- _Provided passage_:
May 1st, 2007

Saw a lovely documentary about rainforests last night, and thought that we’d pass on some information about what brilliantly splendid ecosystems they are… so check out how you can save them here.


April 24th, 2007

If you don’t currently cycle, you should. Here are all the reasons why it’s great…


April 23rd, 2007

After watching so many people dragging themselves 26.2 miles yesterday, we thought a couple of running tips might be appropriate:

  • To combat stress, reach for your running shoes instead of the TV remote or a chocolate bar. Regular physical activity (at least 30 minutes a day for most days of the week) and a healthy, balanced, low-fat diet will not only make you feel better but help you to better manage your stress.
  • Always start gently, with a warm up such as a 10 minute brisk walk and some gentle stretches.
  • Pace yourself. It is better to do small, regular amounts of exercise than a large amount all in one go.
  • If you find jogging or aerobic classes too challenging, try some gentler exercises. Swimming, beginner’s yoga, Tai Chi and walking are all good options.

Right Shopping

April 17th, 2007

Know your rights when you shop… here’s some pointers for you to get the most out of what you buy in the UK.

[Items stored from a collection]

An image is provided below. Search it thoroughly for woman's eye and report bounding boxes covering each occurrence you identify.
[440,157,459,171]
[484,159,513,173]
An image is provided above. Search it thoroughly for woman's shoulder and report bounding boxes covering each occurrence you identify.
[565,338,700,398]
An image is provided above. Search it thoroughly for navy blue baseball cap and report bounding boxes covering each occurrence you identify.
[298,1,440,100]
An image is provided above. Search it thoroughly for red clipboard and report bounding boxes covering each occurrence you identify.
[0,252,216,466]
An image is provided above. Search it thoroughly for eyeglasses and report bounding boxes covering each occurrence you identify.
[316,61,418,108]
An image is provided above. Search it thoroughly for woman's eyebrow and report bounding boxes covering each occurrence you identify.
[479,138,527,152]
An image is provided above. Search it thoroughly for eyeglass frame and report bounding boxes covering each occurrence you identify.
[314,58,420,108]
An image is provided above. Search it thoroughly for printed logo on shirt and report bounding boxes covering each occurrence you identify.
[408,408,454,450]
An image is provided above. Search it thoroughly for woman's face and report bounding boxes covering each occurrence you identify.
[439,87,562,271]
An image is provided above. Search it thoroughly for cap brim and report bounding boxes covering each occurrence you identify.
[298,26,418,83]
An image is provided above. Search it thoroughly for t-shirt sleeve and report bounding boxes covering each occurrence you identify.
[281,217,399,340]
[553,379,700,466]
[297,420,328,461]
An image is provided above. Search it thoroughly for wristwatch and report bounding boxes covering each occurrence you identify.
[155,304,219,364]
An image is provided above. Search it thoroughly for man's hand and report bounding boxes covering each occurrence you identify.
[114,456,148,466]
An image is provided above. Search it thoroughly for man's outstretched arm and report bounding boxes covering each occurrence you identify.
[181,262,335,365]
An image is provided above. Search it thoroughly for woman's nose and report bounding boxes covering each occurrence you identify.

- _Work order_:
Carry on the dated blog posts about rainforests, cycling, running and shopping rights, starting after their last sentence.

- _Response area_:
When you buy goods from a shop you are protected by the Sale and Supply of Goods Act 1994 which states the items purchased must comply with the following three tests:-

1.) They must be of satisfactory quality. Goods are of satisfactory quality if they meet the standard that a reasonable person would regard as satisfactory, taking account of any description of the goods, the price (if relevant) and all the other relevant circumstances.

The quality of the goods includes their state and condition and the following (among others) are aspects of quality:-

– fitness for all the purposes for which the goods of the kind are commonly supplied.

– appearance and finish and freedom from minor defects.

– safety and durability.

The quality of goods would not, however, necessarily be unsatisfactory:-

– where the alleged defect is specifically drawn to the buyer’s attention before the contract is made; or

– where the buyer examines the goods before the contract is made and such examination ought to have revealed the defect; or

– in the case of a contract of sale by sample where the defect would have been apparent on a reasonable examination of the sample.

2.) They must be fit for purpose. This means that they must do the job you have specified you want them for. For instance, if you ask for external masonry paint and are sold internal gloss paint, or upholstery fabric and were sold dress fabric, these would not be “fit for purpose”.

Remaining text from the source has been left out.